Put the items, from the start through the line containing "positive clicks: (1407, 762)", into a Markdown table with columns Row and Line, numbering each row and leaving out blank lines and the pictures.

Data under study –
=== Section Start ===

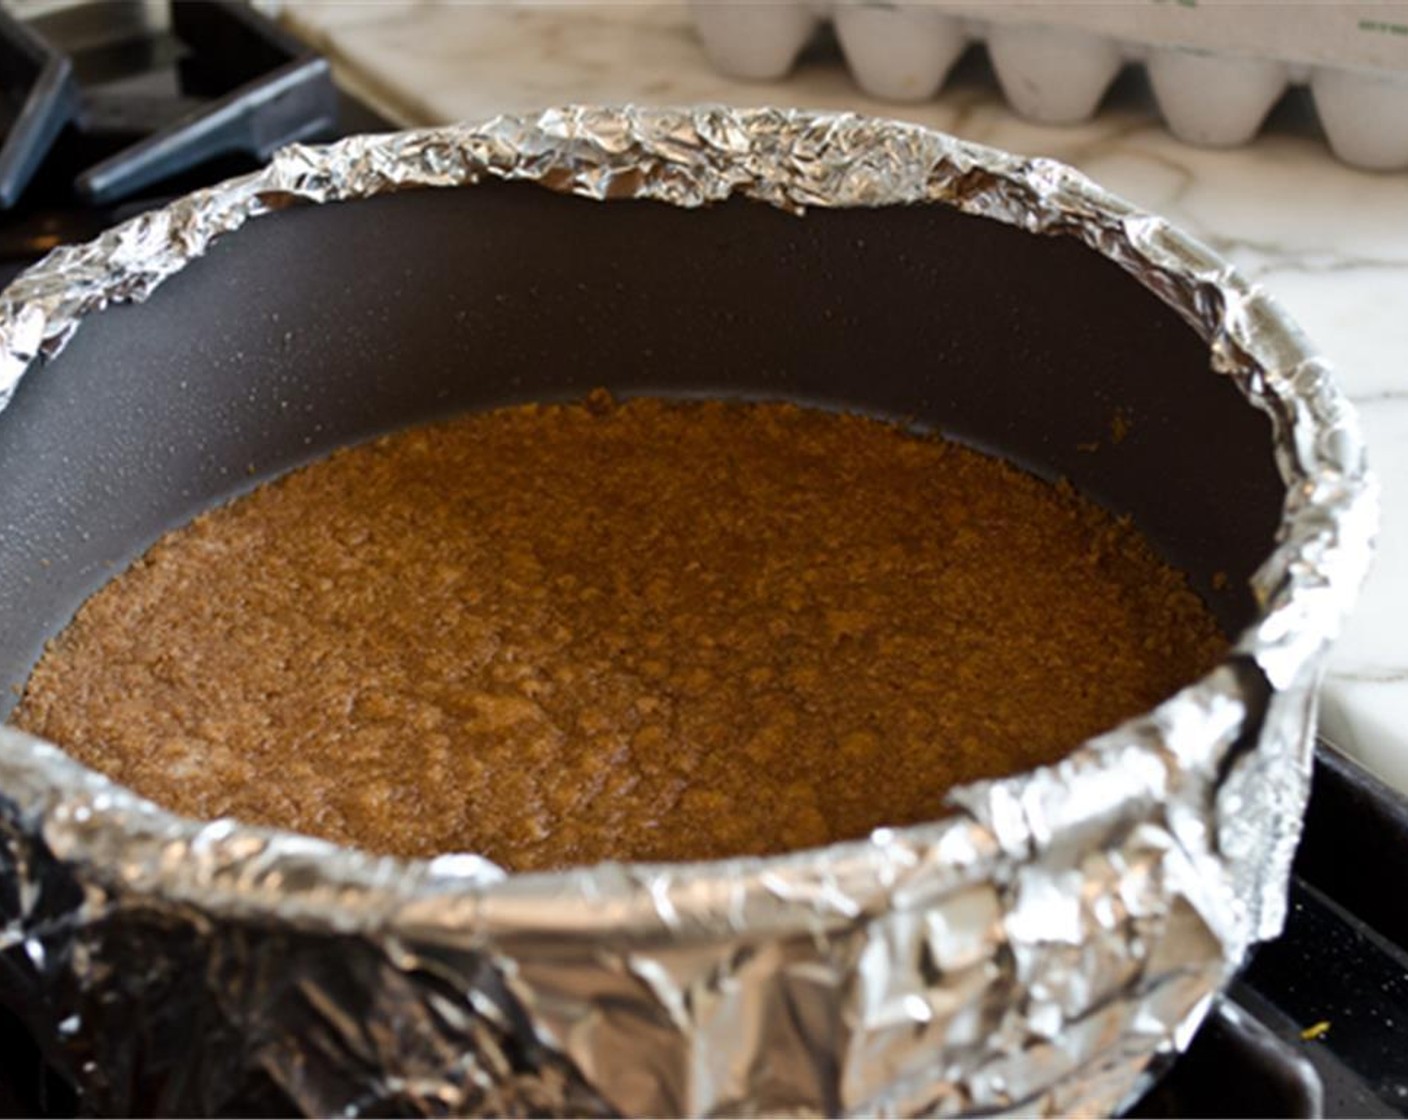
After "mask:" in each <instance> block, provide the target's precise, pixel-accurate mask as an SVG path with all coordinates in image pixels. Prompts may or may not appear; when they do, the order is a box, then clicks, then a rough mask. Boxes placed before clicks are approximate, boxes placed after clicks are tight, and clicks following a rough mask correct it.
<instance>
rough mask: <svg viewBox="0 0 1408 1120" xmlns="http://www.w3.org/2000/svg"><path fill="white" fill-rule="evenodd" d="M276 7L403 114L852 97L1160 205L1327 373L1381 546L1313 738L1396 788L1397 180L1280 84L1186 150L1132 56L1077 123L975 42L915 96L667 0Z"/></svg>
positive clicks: (1407, 762)
mask: <svg viewBox="0 0 1408 1120" xmlns="http://www.w3.org/2000/svg"><path fill="white" fill-rule="evenodd" d="M282 11H283V20H284V21H286V24H287V25H289V27H290V28H291V30H294V31H296V32H297V34H300V35H303V37H304V38H307V39H310V41H311V42H314V44H315V45H318V46H320V48H321V49H324V51H325V52H327V54H328V55H329V56H331V58H332V59H334V63H335V65H337V66H338V69H339V76H341V77H342V79H344V80H345V82H349V83H352V85H353V86H355V87H356V89H358V92H359V93H362V94H365V96H367V97H370V99H372V100H373V101H375V103H377V104H379V106H380V107H382V108H383V110H384V111H387V114H389V116H391V117H393V118H396V120H400V121H404V123H406V124H431V123H442V121H452V120H467V118H482V117H489V116H493V114H496V113H504V111H521V110H529V108H542V107H546V106H553V104H566V103H570V101H584V103H622V101H634V103H639V104H648V103H653V104H670V103H693V101H717V103H725V104H734V106H750V104H752V106H759V104H777V106H804V107H810V108H849V110H855V111H860V113H870V114H879V116H890V117H897V118H903V120H912V121H918V123H921V124H925V125H931V127H934V128H941V130H945V131H949V132H955V134H957V135H960V137H964V138H967V139H973V141H979V142H981V144H991V145H995V147H998V148H1007V149H1010V151H1015V152H1022V154H1026V155H1043V156H1053V158H1056V159H1062V161H1064V162H1067V163H1071V165H1074V166H1077V168H1080V169H1081V170H1084V172H1086V173H1088V175H1090V176H1091V178H1094V179H1095V180H1098V182H1100V183H1101V185H1104V186H1105V187H1108V189H1111V190H1114V192H1117V193H1119V194H1124V196H1125V197H1128V199H1131V200H1133V201H1135V203H1136V204H1139V206H1142V207H1145V209H1148V210H1152V211H1155V213H1157V214H1162V216H1166V217H1169V218H1170V220H1173V221H1174V223H1177V224H1178V225H1181V227H1183V228H1184V230H1187V231H1188V232H1191V234H1194V235H1195V237H1198V238H1201V239H1202V241H1204V242H1207V244H1208V245H1211V247H1212V248H1214V249H1217V251H1218V252H1221V254H1222V255H1224V256H1226V258H1228V259H1229V261H1232V262H1233V263H1235V265H1236V266H1238V268H1239V269H1240V270H1242V272H1243V273H1245V275H1246V276H1249V278H1252V279H1255V280H1257V282H1259V283H1262V285H1264V286H1266V289H1267V290H1270V292H1271V294H1274V296H1276V297H1277V299H1278V300H1280V301H1281V303H1283V306H1284V307H1286V309H1287V310H1288V311H1290V313H1291V314H1293V316H1294V317H1295V318H1297V320H1298V321H1300V324H1301V325H1302V327H1304V328H1305V331H1307V332H1308V334H1309V337H1311V338H1312V340H1314V341H1315V344H1316V345H1318V347H1319V348H1321V351H1322V352H1324V354H1325V355H1326V356H1328V358H1329V361H1331V362H1332V363H1333V365H1335V368H1336V372H1338V376H1339V380H1340V385H1342V386H1343V387H1345V390H1346V392H1347V393H1349V396H1350V397H1352V399H1353V400H1354V402H1356V404H1357V406H1359V409H1360V416H1362V421H1363V427H1364V433H1366V438H1367V441H1369V447H1370V454H1371V462H1373V465H1374V468H1376V471H1377V472H1378V476H1380V479H1381V482H1383V486H1384V513H1383V530H1381V534H1380V549H1378V558H1377V564H1376V568H1374V572H1373V575H1371V576H1370V580H1369V586H1367V587H1366V590H1364V595H1363V597H1362V600H1360V603H1359V609H1357V611H1356V613H1354V616H1353V618H1352V620H1350V623H1349V626H1347V628H1346V631H1345V634H1343V638H1342V640H1340V642H1339V645H1338V648H1336V651H1335V654H1333V658H1332V662H1331V671H1329V675H1328V679H1326V682H1325V690H1324V695H1322V709H1321V727H1322V733H1324V734H1325V737H1326V738H1329V740H1331V741H1333V742H1335V744H1338V745H1339V747H1342V748H1343V749H1345V751H1347V752H1349V754H1352V755H1353V757H1356V758H1357V759H1360V761H1362V762H1364V764H1366V765H1367V766H1370V768H1371V769H1374V771H1377V772H1378V773H1380V775H1381V776H1383V778H1385V779H1387V780H1388V782H1390V783H1393V785H1395V786H1398V788H1400V789H1404V790H1408V173H1404V172H1398V173H1370V172H1360V170H1354V169H1352V168H1347V166H1343V165H1340V163H1338V162H1336V161H1335V159H1333V158H1332V156H1331V155H1329V152H1328V149H1326V148H1325V142H1324V138H1322V137H1321V134H1319V130H1318V125H1316V121H1315V116H1314V110H1312V107H1311V106H1309V100H1308V97H1307V96H1305V94H1304V93H1301V92H1293V93H1291V94H1288V96H1287V97H1284V99H1283V100H1281V103H1280V104H1278V107H1277V108H1276V110H1274V111H1273V116H1271V118H1270V121H1269V123H1267V125H1266V128H1263V131H1262V135H1260V137H1259V138H1257V139H1256V141H1253V144H1252V145H1250V147H1246V148H1240V149H1232V151H1207V149H1198V148H1191V147H1187V145H1184V144H1181V142H1180V141H1177V139H1174V138H1173V137H1171V135H1169V132H1167V131H1166V130H1164V128H1163V125H1162V123H1160V120H1159V116H1157V111H1156V108H1155V104H1153V101H1152V97H1150V94H1149V92H1148V87H1146V83H1145V80H1143V76H1142V73H1140V72H1139V70H1138V69H1135V70H1126V72H1125V75H1124V76H1122V77H1121V79H1119V80H1118V82H1117V85H1115V87H1114V89H1112V90H1111V93H1110V96H1108V97H1107V99H1105V103H1104V107H1102V108H1101V111H1100V114H1098V116H1097V117H1095V118H1094V120H1093V121H1091V123H1088V124H1081V125H1074V127H1060V128H1055V127H1043V125H1036V124H1031V123H1026V121H1024V120H1021V118H1018V117H1017V116H1015V114H1014V113H1012V111H1011V110H1010V108H1008V107H1007V106H1005V103H1004V101H1002V99H1001V96H1000V94H998V92H997V85H995V80H994V79H993V75H991V72H990V70H988V68H987V65H986V59H984V58H983V54H981V52H973V54H970V55H969V56H967V58H966V59H964V61H963V62H960V65H959V69H957V72H956V73H955V76H953V77H950V80H949V82H948V85H946V86H945V89H943V92H942V93H941V94H939V96H938V97H936V99H935V100H932V101H928V103H922V104H895V103H886V101H877V100H873V99H870V97H866V96H865V94H863V93H860V92H859V90H857V89H856V86H855V85H853V83H852V80H850V76H849V75H848V73H846V70H845V66H843V65H842V62H841V59H839V56H838V55H836V54H835V51H826V49H824V48H822V49H818V51H814V52H811V54H810V55H808V56H807V58H804V61H803V63H801V65H800V66H798V69H797V70H796V72H794V73H793V75H791V76H790V77H788V79H784V80H781V82H766V83H746V82H736V80H731V79H728V77H724V76H721V75H718V73H715V72H714V70H712V69H711V68H710V65H708V62H707V59H705V58H704V52H703V49H701V46H700V45H698V41H697V39H696V37H694V34H693V30H691V27H690V23H689V17H687V14H686V11H684V10H683V8H681V7H677V6H674V4H667V3H634V4H611V6H607V4H587V3H573V4H556V6H546V7H545V6H535V7H517V6H477V4H470V6H459V4H446V3H434V1H431V3H420V4H415V6H404V4H391V3H380V4H359V3H308V0H290V1H289V3H284V4H283V6H282Z"/></svg>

=== Section End ===

Answer box –
| Row | Line |
|---|---|
| 1 | After "mask:" in each <instance> block, provide the target's precise, pixel-accurate mask as an SVG path with all coordinates in image pixels. Prompts may or may not appear; when they do, the order is a box, then clicks, then a rough mask. Boxes placed before clicks are approximate, boxes placed after clicks are tight, and clicks following a rough mask correct it. |
| 2 | <instance> |
| 3 | rough mask: <svg viewBox="0 0 1408 1120" xmlns="http://www.w3.org/2000/svg"><path fill="white" fill-rule="evenodd" d="M276 7L403 114L852 97L1160 205L1327 373L1381 546L1313 738L1396 788L1397 180L1280 84L1186 150L1132 56L1077 123L975 42L915 96L667 0Z"/></svg> |
| 4 | positive clicks: (1407, 762) |